> _STATED GOAL 1_
Edit the point placement rows below so that every "reference point" becomes "anchor point", with nothing else changed, and leave the pictures out of your answer.

> _PASSAGE_
The term เอ๋อ usually is used derogatory - dullard, retard, dumbfuck, etc - or short for โรคเอ๋อ , rather a slur for someone that resembles afflicted down'd syndrome. 

The sentence given by the OP cannot be mistaken for anything else but a gesture of slight humor - in a back handed manner. Very country slang...

----------


## Jesus Jones

> Downes is not Autism.the autistic spectrum is a disputed area.
> 
> Reading between the lines may I suggest some face to ace conversation with the lady may readily resolve matters.,best wishes I amnot sure understandin gwoman kind is possible,however if you hope to live together some kind of understanding is helpful and I don't think language is the main barrier.
> Good luck Khvn Shiryuu if she is a genuine woman makae your intentions clear and the ball is in her court.


Agreed, as it seems insecurity as already set it!

----------


## FailSafe

My wife said it reads as a bit of kidding around and not as a serious insult.

----------


## toddaniels

To answer Klondyke's query, (obviously asked by a person who has never studied thai);

The problem of thai changing from being written in scripta continua (latin for continuous script) IS; Many, many many thai words are compounds (that would be words made from two or more smaller words which when combined often have meanings very disparate from their component words).

The fact that thai is such a contextual language also comes into play. No dictionary, no online translator and almost no real live translator is going to be to parse out or break the words unless the text they're translating is very long to provide the context.. example; ตากลม <- is that "round eyes" ตา eye กลม round, or is it "hang out in the air to dry" ตาก hang out ลม wind? Tell me how a parser is gonna figure that out without being able to read what context the term is used in??

It's especially fruitless using those websites for translation of Facebook, chat rips etc, because thaiz take a LOT of creative license in spelling thai in chat-speak or online and the minuted you spell a thai word wrong you get garbage outta those translation sites.

I'm weighing in that it's exactly as DrBOb and thaimeme says it is. When I read it cold I got the same translation. Now the degree of it being a complisult (a compliment where you also insult someone at the same time) is questionable.

Actually though not to disagree with DrBOb's translation but their assertion it's "slang". There's not a lot of slangy words in there. The word เอ๋อ, which has carried the meaning in colloquial thai of "retard, idiot, thick, dense, half-wit, cretin for as long as I've studied thai.. 

Good Luck to the O/P, if you're sweating stuff this trivial now, I can only imagine the slow motion train wreck that's gonna happen down the road.

----------


## DrB0b

> Actually though not to disagree with DrBOb's translation but their assertion it's "slang".


Fair enough. I should really have said informal rather than slang as what I really meant was that it's a jokey type of comment. To the OP, if it was directed at you then it's just somebody joshing with you - it's not an insult, it's banter.




> The problem of thai changing from being written in scripta continua (latin for continuous script) IS; Many, many many thai words are compounds (that would be words made from two or more smaller words which when combined often have meanings very disparate from their component words).


One of the reasons I like the Thai language is that it somehow manages to be isolating, agglutinative, and inflected all at the same time. It's a lovely language to play around with although at the same time the multiple layers of meaning that can be applied to so much of the language, spoken and, in my experience, especially written, make it bloody hard to translate accurately into English.

> _STATED GOAL 2_
In the thread about Thai slang, what word did DrB0b say should have been used instead of "slang"?

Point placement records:
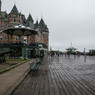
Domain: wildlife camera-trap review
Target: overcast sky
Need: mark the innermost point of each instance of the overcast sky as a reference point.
(69, 21)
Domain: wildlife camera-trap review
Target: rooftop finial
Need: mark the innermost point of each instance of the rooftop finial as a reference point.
(41, 16)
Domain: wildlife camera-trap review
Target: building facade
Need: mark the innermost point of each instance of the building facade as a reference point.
(8, 20)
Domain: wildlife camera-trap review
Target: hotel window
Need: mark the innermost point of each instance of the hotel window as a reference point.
(1, 26)
(1, 37)
(5, 25)
(5, 37)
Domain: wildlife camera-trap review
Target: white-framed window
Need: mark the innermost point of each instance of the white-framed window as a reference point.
(1, 25)
(1, 37)
(6, 26)
(1, 32)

> _TASK RESPONSE 1_
Domain: wildlife camera-trap review
Target: overcast sky
Need: mark the innermost point of each instance of the overcast sky as a anchor point.
(69, 21)
Domain: wildlife camera-trap review
Target: rooftop finial
Need: mark the innermost point of each instance of the rooftop finial as a anchor point.
(41, 16)
Domain: wildlife camera-trap review
Target: building facade
Need: mark the innermost point of each instance of the building facade as a anchor point.
(8, 20)
Domain: wildlife camera-trap review
Target: hotel window
Need: mark the innermost point of each instance of the hotel window as a anchor point.
(1, 26)
(1, 37)
(5, 25)
(5, 37)
Domain: wildlife camera-trap review
Target: white-framed window
Need: mark the innermost point of each instance of the white-framed window as a anchor point.
(1, 25)
(1, 37)
(6, 26)
(1, 32)

> _TASK RESPONSE 2_
Informal